» CHALLENGE:
Give the data below as a two-column CSV with the headers instruction and output, one row for each labeling note and the points that follow it. Quote every field, turn line breaks into spaces, cover all the data, and leave the pictures out.

──────── RECORDS PROVIDED ────────

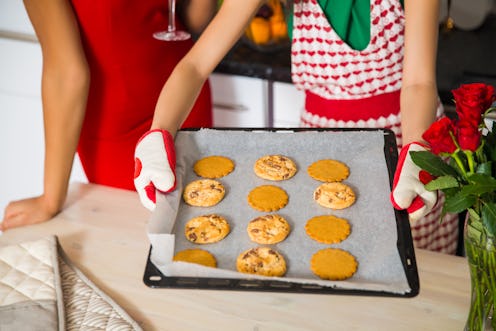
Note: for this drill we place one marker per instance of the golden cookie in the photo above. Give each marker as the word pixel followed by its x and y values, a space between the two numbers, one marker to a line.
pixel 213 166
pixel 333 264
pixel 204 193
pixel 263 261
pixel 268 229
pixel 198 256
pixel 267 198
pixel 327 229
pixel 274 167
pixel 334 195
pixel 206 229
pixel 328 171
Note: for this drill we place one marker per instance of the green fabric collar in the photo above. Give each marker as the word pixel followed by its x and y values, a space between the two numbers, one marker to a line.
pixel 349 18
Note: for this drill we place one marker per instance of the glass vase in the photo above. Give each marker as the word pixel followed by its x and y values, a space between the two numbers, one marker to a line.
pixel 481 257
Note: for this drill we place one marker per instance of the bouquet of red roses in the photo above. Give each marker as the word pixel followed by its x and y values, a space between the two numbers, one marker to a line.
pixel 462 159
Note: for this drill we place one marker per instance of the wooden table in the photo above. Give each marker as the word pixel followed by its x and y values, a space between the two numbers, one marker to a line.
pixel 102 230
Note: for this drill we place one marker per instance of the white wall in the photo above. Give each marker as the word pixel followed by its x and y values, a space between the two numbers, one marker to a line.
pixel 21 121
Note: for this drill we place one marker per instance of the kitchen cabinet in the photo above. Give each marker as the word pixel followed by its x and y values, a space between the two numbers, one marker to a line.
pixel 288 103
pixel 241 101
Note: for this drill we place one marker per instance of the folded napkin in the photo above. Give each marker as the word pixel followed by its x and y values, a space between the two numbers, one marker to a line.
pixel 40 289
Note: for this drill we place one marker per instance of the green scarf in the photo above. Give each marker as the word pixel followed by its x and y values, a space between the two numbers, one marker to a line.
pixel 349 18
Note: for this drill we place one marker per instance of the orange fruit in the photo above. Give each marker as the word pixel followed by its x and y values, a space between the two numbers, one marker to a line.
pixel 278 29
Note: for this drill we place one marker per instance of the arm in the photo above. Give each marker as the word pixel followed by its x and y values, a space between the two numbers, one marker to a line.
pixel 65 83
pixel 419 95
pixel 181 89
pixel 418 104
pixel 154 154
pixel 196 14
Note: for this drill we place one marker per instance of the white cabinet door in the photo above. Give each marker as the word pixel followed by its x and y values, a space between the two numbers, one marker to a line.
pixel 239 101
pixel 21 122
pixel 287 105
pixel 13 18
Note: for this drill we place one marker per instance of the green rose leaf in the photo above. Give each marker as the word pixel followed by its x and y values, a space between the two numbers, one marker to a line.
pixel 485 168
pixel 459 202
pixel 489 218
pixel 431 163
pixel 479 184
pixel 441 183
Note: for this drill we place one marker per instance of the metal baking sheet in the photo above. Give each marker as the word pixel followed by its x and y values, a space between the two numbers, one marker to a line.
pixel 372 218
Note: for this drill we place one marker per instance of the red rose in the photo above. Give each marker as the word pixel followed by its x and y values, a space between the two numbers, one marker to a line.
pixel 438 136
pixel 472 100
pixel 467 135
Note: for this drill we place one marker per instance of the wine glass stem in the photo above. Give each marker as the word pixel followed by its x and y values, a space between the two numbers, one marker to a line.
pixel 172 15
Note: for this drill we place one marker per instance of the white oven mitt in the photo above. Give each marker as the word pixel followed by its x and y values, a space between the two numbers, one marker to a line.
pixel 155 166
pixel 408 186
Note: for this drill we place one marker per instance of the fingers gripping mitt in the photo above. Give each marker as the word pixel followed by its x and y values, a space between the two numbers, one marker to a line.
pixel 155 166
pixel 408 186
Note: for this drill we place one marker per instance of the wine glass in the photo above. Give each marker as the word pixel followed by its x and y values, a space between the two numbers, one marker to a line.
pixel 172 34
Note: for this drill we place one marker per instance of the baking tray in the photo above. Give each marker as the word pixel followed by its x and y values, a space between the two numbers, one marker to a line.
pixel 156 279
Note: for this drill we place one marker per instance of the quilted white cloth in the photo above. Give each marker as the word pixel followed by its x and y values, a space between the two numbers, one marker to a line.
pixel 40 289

────────

» THE RESPONSE:
instruction,output
"Note: for this drill we place one marker per instance of the golden cookie in the photo above. Give each marker as the word pixel followed by its x and y values, a space between the two numbers, one marker to a line.","pixel 213 166 pixel 333 264 pixel 204 193 pixel 263 261 pixel 268 229 pixel 198 256 pixel 267 198 pixel 327 229 pixel 274 167 pixel 334 195 pixel 206 229 pixel 328 171"
"Note: for this drill we place one marker per instance of the green fabric collar in the photo above. Give each marker as the word pixel followed by its x and y values, a space between the two numbers, one marker to a line.","pixel 349 18"
"Note: for this drill we place one marker per instance of the glass vase in the photo above. Give each marker as the word pixel followed by its x and y values, a space between the two numbers, one marker to a line.","pixel 481 257"
"Note: for this drill we place one marker per instance of the bouquet of red roses in the photo above. Give each marker as the word pixel followed by its x and y values, a space between the two numbers, one marker to a line.","pixel 462 159"
"Note: for this drill we place one marker per instance of the wooden table in the photo above. Give each marker as the word pixel followed by its x and y values, a space between the two numbers, one marker to a line.","pixel 102 230"
"Note: for this drill we place one marker per instance of the white wall in the photo above. Give each marker as the word pixel followed by its x and y values, a space between the two numbers, one marker to a line.","pixel 21 121"
"Note: for this drill we place one marker per instance of the kitchen cabinet in the photo above. Give each marker as the word pixel followed by its x and y values, a space between the two numbers, one marker to a line.","pixel 288 103 pixel 241 101"
"Note: for this drill we place one marker per instance of the folded napkin in the photo above. Give each marker as the word pixel followed by its x and y values, a space between the two numbers, one marker to a line.","pixel 40 289"
"Note: for this drill we place one marker per instance of the green scarf in the photo above. Give each marker as the word pixel followed by its x and y values, a space between the two numbers, one marker to a line.","pixel 349 18"
"Note: for this drill we place one marker per instance of the orange fruit in the photo above. Give each marker as the word pixel followed by its x and y values, a space between the two numbers, one marker to a line.","pixel 278 29"
"Note: for this drill we place one marker per instance of the arm in the photo above. Give each marker as the word pixel followed by its x and y values, a space between the two numbers, one marker to a line.","pixel 65 83 pixel 419 95 pixel 181 89 pixel 418 104 pixel 154 154 pixel 196 14"
"Note: for this drill we place one marker per instance of the white cabinet door in the photo above. Give each marker as the word pixel followed by its x and y values, a space between the two numbers, one marker to a line.","pixel 239 101 pixel 21 122 pixel 287 105 pixel 13 18"
"Note: for this drill we place one marker per instance of the green rose leaf in the photo above. Give each marker as the word pixel followed by its x and y values, a space between the two numbers, one marker to a line.","pixel 485 168 pixel 459 202 pixel 489 218 pixel 431 163 pixel 479 184 pixel 441 183"
"Note: for this drill we place one marker per instance of the metal baking sheet in the photo above. Give each marker as the word pixel followed by its x and y values, a space between the two numbers, one marker to a line.","pixel 372 218"
"Note: for this drill we place one marker per instance of the red rose in the photo above. Give each marker as the word pixel followed by its x and y values, a space between the two numbers, one marker to a line.","pixel 438 136 pixel 472 100 pixel 467 135"
"Note: for this drill we place one marker per instance of the wine glass stem in the photo above. Give each marker as the word pixel followed by its x and y values, a space between the two numbers, one marker to a line.","pixel 172 15"
"Note: for this drill we place one marker per instance of the white oven mitt in the photo above. Give each marker as the word pixel followed by its x and y values, a space between the two numbers, one marker to a line.","pixel 155 166 pixel 408 186"
"Note: for this drill we place one marker per instance of the fingers gripping mitt in the photo above. Give each marker as the word pixel followed by its x and y values, a space between the two numbers, one marker to a line.","pixel 155 166 pixel 408 186"
"Note: for this drill we place one marker per instance of the wine glass in the photo above. Give each marker as the word pixel followed by its x and y values, a space between the two numbers, one marker to a line.","pixel 172 34"
"Note: for this drill we place one marker per instance of the baking tray in the photo above. Give each marker as the word pixel followed by its x and y values, a space between the two numbers, one marker to a line.","pixel 156 279"
"Note: for this drill we place one marker per instance of the quilted white cloth in the photo above. Give each marker as the word pixel followed by its x and y values, a space between the two numbers, one marker to a line.","pixel 40 289"